• [给定清单]
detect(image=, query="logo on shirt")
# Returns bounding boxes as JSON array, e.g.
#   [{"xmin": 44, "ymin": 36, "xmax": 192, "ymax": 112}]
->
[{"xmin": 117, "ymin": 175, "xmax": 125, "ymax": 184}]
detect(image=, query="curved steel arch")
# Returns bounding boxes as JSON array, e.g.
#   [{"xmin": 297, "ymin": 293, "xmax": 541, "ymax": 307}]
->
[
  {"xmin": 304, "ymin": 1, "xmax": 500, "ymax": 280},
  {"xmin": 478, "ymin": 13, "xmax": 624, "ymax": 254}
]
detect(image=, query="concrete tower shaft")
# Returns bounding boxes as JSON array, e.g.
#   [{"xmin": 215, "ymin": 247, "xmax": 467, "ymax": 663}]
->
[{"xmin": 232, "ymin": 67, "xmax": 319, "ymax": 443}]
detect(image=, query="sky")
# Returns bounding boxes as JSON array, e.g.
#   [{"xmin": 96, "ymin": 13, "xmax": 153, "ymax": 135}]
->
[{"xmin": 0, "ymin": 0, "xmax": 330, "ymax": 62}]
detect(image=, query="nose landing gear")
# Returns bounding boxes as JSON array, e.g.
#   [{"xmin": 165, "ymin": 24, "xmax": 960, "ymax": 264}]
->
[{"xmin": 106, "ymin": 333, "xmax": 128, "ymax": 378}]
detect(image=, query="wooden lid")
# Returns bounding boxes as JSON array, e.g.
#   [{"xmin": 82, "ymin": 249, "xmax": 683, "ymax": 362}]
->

• [待完成] 把上面这份清单从头到尾原样抄一遍，每一行都不能改动。

• [任务答案]
detect(image=, query="logo on shirt")
# Returns bounding boxes as JSON array, e.g.
#   [{"xmin": 44, "ymin": 36, "xmax": 192, "ymax": 112}]
->
[{"xmin": 117, "ymin": 175, "xmax": 125, "ymax": 184}]
detect(image=, query="curved steel arch")
# Returns bounding boxes as JSON array, e.g.
#   [{"xmin": 297, "ymin": 293, "xmax": 541, "ymax": 307}]
->
[
  {"xmin": 304, "ymin": 1, "xmax": 500, "ymax": 280},
  {"xmin": 478, "ymin": 13, "xmax": 624, "ymax": 254}
]
detect(image=, query="concrete tower shaft")
# Returns bounding boxes as JSON array, e.g.
#   [{"xmin": 215, "ymin": 247, "xmax": 467, "ymax": 663}]
->
[{"xmin": 232, "ymin": 67, "xmax": 319, "ymax": 443}]
detect(image=, query="sky")
# Returns bounding boxes as JSON array, e.g.
#   [{"xmin": 96, "ymin": 13, "xmax": 153, "ymax": 135}]
->
[{"xmin": 0, "ymin": 0, "xmax": 330, "ymax": 62}]
detect(image=, query="nose landing gear")
# Returns bounding boxes as JSON array, e.g.
#   [{"xmin": 165, "ymin": 24, "xmax": 960, "ymax": 264}]
->
[{"xmin": 106, "ymin": 333, "xmax": 128, "ymax": 378}]
detect(image=, query="wooden lid")
# Returns bounding boxes as JSON array, e.g.
#   [{"xmin": 82, "ymin": 249, "xmax": 683, "ymax": 362}]
->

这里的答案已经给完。